_Your task_
From the excerpt below on boosting neurogenesis in AD mice, list every effect the text reports from increasing the production of new neurons.

In the new JEM study, Lazarov and colleagues boosted neurogenesis in AD mice by genetically enhancing the survival of neuronal stem cells. The researchers deleted Bax, a gene that plays a major role in neuronal stem cell death, ultimately leading to the maturation of more new neurons. Increasing the production of new neurons in this way restored the animals performance in two different tests measuring spatial recognition and contextual memory.

By fluorescently labeling neurons activated during memory acquisition and retrieval, the researchers determined that, in the brains of healthy mice, the neural circuits involved in storing memories include many newly formed neurons alongside older, more mature neurons. These memory-stowing circuits contain fewer new neurons in AD mice, but the integration of newly formed neurons was restored when neurogenesis was increased.

Further analyses of the neurons forming the memory-storing circuits revealed that boosting neurogenesis also increases the number of dendritic spines, which are structures in synapses known to be critical for memory formation, and restores a normal pattern of neuronal gene expression.

_Entries provided_
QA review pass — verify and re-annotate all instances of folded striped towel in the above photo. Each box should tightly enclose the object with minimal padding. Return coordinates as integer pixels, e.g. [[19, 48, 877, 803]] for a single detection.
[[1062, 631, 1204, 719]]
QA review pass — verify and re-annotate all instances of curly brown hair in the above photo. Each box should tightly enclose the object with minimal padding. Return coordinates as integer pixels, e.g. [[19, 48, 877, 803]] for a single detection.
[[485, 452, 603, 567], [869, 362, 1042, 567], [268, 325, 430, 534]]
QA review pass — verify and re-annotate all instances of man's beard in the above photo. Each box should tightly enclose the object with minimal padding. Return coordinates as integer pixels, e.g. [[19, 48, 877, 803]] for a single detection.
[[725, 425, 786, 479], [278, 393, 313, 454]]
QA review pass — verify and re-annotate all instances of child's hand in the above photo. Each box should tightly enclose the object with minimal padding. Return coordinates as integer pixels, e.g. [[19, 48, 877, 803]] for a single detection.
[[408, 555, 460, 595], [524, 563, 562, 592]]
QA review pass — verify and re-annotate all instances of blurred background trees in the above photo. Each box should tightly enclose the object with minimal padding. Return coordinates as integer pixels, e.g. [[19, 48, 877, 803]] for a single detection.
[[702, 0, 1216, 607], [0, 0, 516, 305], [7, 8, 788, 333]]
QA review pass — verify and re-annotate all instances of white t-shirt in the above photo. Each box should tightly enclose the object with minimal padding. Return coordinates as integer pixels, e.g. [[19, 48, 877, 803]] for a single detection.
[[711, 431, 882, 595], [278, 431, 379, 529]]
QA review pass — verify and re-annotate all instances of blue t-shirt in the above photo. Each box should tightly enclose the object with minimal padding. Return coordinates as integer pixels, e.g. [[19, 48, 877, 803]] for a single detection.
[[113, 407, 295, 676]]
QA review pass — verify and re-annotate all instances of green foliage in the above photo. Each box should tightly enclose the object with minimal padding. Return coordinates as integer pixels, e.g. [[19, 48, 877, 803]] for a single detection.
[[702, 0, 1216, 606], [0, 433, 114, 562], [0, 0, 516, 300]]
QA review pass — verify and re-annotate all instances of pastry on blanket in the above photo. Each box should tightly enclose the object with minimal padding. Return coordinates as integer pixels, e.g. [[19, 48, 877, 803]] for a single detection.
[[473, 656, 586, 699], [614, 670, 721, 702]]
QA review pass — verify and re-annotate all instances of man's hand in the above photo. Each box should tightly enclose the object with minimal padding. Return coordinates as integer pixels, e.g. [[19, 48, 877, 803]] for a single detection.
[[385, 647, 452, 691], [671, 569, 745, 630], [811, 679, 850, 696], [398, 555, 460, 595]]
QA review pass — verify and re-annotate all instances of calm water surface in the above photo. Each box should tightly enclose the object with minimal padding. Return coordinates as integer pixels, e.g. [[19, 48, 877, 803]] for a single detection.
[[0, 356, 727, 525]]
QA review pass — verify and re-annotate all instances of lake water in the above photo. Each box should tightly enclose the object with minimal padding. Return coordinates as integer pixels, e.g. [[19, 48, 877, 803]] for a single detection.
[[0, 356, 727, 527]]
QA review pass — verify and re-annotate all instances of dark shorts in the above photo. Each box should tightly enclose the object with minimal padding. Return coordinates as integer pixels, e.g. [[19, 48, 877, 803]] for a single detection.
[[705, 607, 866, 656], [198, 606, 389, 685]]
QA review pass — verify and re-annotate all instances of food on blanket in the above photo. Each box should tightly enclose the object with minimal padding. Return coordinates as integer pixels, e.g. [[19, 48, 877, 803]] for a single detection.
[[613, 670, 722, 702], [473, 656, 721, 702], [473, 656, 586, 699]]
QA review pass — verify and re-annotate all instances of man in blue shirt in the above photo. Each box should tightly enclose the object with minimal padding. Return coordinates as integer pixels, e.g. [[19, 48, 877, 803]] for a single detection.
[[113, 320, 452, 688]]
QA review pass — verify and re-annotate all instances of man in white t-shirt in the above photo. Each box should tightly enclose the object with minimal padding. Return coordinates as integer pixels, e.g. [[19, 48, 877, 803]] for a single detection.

_Response area_
- Restored performance in two tests measuring spatial recognition and contextual memory
- Restored integration of newly formed neurons into memory-storing circuits
- Increased number of dendritic spines
- Restored normal pattern of neuronal gene expression